» Task item
Locate each line below that includes "door" and reproduce it.

(Natural language region descriptions)

....

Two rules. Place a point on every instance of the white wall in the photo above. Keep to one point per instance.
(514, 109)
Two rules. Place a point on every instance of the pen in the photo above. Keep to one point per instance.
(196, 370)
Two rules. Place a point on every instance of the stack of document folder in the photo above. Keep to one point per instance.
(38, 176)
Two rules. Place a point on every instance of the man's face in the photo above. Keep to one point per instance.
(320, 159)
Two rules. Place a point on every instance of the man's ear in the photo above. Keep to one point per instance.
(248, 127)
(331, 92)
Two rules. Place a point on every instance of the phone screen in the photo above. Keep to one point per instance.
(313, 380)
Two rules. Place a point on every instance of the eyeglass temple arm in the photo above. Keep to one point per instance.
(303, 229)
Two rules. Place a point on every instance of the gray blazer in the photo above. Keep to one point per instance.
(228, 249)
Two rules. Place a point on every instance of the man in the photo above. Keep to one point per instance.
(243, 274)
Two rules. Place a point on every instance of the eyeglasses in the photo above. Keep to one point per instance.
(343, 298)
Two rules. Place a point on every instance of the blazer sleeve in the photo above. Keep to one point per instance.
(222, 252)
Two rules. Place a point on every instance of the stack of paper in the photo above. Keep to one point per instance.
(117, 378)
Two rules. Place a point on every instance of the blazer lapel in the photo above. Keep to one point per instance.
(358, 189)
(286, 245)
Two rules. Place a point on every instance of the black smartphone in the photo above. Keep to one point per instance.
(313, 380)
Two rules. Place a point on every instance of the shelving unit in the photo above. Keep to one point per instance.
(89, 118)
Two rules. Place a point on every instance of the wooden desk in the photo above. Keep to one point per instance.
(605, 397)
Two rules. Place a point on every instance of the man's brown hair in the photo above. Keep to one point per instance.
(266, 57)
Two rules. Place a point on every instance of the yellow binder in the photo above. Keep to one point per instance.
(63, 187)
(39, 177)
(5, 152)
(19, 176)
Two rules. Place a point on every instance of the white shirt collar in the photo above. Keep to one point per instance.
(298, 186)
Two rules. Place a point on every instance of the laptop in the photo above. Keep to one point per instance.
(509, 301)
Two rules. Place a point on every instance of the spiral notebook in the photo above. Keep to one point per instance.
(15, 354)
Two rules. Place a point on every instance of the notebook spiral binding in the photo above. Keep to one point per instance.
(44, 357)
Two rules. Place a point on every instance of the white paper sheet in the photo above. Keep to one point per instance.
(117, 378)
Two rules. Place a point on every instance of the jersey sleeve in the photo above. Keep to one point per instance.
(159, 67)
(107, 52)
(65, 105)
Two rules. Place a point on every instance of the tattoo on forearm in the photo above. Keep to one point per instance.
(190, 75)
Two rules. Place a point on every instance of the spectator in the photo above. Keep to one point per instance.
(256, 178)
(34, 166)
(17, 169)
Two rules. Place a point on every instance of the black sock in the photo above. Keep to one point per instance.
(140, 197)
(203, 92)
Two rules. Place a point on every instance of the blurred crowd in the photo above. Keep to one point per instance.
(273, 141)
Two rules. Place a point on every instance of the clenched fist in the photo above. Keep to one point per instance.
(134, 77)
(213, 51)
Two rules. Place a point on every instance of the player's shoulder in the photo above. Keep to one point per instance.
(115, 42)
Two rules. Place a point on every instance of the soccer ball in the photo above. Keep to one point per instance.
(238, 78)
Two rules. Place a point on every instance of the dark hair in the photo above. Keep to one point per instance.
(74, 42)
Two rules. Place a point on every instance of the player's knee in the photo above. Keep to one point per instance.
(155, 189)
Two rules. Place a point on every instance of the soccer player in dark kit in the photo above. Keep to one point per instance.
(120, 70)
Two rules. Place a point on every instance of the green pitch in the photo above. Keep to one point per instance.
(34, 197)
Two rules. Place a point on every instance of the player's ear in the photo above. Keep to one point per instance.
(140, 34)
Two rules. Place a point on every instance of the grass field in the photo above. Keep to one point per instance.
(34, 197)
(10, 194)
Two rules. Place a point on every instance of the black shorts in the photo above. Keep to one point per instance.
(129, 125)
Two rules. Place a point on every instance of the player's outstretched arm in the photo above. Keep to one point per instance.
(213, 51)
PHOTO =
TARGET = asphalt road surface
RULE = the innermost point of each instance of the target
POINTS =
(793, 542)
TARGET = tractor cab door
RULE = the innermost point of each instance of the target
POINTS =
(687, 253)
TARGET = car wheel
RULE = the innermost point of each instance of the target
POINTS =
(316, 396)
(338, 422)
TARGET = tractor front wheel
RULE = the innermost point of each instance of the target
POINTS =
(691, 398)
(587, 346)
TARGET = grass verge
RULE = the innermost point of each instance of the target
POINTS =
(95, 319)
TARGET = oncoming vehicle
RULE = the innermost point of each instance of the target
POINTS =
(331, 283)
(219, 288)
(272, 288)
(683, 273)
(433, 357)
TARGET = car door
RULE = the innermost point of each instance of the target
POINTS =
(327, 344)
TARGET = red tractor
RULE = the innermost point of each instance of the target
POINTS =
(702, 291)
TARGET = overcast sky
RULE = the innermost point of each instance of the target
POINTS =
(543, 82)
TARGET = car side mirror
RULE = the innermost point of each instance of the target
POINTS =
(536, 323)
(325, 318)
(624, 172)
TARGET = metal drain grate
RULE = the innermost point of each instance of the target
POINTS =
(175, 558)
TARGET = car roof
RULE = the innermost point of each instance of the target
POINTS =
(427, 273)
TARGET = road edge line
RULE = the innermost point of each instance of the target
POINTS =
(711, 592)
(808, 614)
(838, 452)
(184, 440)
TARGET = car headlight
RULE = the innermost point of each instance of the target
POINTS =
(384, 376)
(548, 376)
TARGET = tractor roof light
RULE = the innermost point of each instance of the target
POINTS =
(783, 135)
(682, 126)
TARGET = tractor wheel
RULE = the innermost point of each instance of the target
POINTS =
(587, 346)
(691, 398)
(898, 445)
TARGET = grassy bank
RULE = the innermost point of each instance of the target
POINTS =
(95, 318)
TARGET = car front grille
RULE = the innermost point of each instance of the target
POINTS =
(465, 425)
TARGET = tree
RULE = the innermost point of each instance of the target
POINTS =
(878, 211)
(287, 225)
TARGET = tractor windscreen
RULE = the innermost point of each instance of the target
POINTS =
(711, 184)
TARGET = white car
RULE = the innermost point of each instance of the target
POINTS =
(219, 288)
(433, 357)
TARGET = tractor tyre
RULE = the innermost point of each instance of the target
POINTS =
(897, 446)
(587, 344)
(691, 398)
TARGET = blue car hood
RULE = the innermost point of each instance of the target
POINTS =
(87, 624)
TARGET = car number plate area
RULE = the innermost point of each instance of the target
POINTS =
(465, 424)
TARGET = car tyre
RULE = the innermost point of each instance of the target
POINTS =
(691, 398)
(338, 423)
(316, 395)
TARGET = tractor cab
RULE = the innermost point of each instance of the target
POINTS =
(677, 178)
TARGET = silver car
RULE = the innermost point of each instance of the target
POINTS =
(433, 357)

....

» Response to this exercise
TARGET = tractor cab door
TARGET = car door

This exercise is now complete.